### EXTRAIT CITÉ
==*==

14. Audition de l'Union nationale des industries de carrières et matériaux (UNICEM) (13 mai 2003),

L'Union Nationale des Industries de Carrières et Matériaux (UNICEM) fédère les industries telles que le granulat, le plâtre, les roches ornementales, la craie, mais aussi le béton prêt à l'emploi, les adjuvants pour béton, et diverses branches le plus souvent orientées vers le secteur de la construction (comme l'isolation thermique par exemple, ou le recyclage de déchets du BTP, ou encore l'enfouissement de déblais inertes en centres de stockage autorisés). Elle compte 5000 entreprises, et 70.000 emplois directs. Ses branches extractives gèrent 4.500 sites, le plus souvent situés en milieu rural, qui représentent 0,21 % du territoire national métropolitain (soit 120.000 ha). La surface annuellement exploitée est d'environ 2.000 ha. Les carrières, une fois exploitées, sont réaménagées soit en zones de culture, soit en zones humides ou réservoirs naturels, soit en zones de loisirs, soit enfin en zones naturelles. Ces réaménagements sont définis et approuvés avant que l'exploitation d'une carrière soit autorisée et ils font l'objet d'une garantie financière de la part des pétitionnaires.

Les activités extractives de l'UNICEM, au premier rang desquelles l'UNPG (Union nationale des producteurs de granulats), sont particulièrement soucieuses de gérer correctement l'intégration de leurs activités dans un environnement le plus souvent rural.

De plus, la législation française encadre ces activités, qui relèvent de la réglementation des installations classées pour la protection de l'environnement. Elles font donc à ce titre l'objet d'études d'impact substantielles (à la charge du pétitionnaire), d'une enquête publique préalable, et d'une autorisation préfectorale, supposant un accord des collectivités territoriales.

Au delà de ces obligations réglementaires, l'UNICEM a créé il y a dix ans un bureau d'étude spécialisé indépendant, pour faire des études d'impact pour les activités extractives. Depuis 10 ans, l'UNPG a initié une Charte environnementale, association de producteurs de granulat, qui a permis de financer des études confiées à des organismes scientifiques tiers et reconnus sur des sujets environnementaux.

L'UNICEM a partagé, bien avant la promulgation des deux directives Oiseaux et Habitats, les démarches publiques visant à préserver ou améliorer la biodiversité dans l'espace français. Il faut d'ailleurs rappeler que plusieurs anciens sites de carrière ont justifié un classement en ZNIEFF, voire en réserves naturelles volontaires, en raison de réaménagements particulièrement exemplaires. Les cas ne sont pas rares où la proposition de classement d'une zone au titre de Natura 2000 résulte, directement ou indirectement, d'une ancienne exploitation de carrière. C'est ainsi qu'ont pu être recréés des zones humides, des pelouses sèches, des landes à callunes, des cavités de colonies de chiroptères, des zones reposoirs pour oiseaux migrateurs ou encore des écopôles pédagogiques.

==*==

### ENTRÉES
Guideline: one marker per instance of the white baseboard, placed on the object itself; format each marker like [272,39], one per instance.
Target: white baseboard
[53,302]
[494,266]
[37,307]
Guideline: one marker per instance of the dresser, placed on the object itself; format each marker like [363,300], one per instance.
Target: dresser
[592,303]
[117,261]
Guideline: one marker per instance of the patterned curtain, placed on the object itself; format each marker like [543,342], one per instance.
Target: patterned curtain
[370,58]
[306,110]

==*==

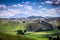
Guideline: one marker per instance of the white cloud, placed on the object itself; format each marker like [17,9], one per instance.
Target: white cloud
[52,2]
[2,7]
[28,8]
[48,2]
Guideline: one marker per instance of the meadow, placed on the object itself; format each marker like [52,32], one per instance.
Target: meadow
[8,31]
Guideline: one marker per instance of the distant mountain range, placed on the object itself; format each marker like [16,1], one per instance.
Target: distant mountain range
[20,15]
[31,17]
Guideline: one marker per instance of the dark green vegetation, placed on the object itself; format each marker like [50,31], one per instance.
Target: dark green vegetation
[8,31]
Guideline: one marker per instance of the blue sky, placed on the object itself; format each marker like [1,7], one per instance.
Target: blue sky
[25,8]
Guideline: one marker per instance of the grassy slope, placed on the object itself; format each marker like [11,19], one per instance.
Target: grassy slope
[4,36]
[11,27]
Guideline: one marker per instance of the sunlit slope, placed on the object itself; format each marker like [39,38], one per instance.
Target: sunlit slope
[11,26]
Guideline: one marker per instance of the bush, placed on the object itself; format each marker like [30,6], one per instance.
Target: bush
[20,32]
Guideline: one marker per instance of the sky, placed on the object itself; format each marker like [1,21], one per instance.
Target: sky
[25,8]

==*==

### CONSIGNE 1
D'après le texte sur l'UNICEM, combien d'emplois directs compte cette union ?
### CONSIGNE 2
Recopiez mot pour mot le passage du texte sur l'UNICEM qui commence par « De plus, la » et se poursuit jusqu'à « des collectivités territoriales. ».
### CONSIGNE 3
Quels milieux le texte sur l'UNICEM dit-il avoir été recréés sur d'anciennes carrières ? Citez-les tous.

### RÉPONSE 1
70.000 emplois directs.

### RÉPONSE 2
De plus, la législation française encadre ces activités, qui relèvent de la réglementation des installations classées pour la protection de l'environnement. Elles font donc à ce titre l'objet d'études d'impact substantielles (à la charge du pétitionnaire), d'une enquête publique préalable, et d'une autorisation préfectorale, supposant un accord des collectivités territoriales.

### RÉPONSE 3
- des zones humides
- des pelouses sèches
- des landes à callunes
- des cavités de colonies de chiroptères
- des zones reposoirs pour oiseaux migrateurs
- des écopôles pédagogiques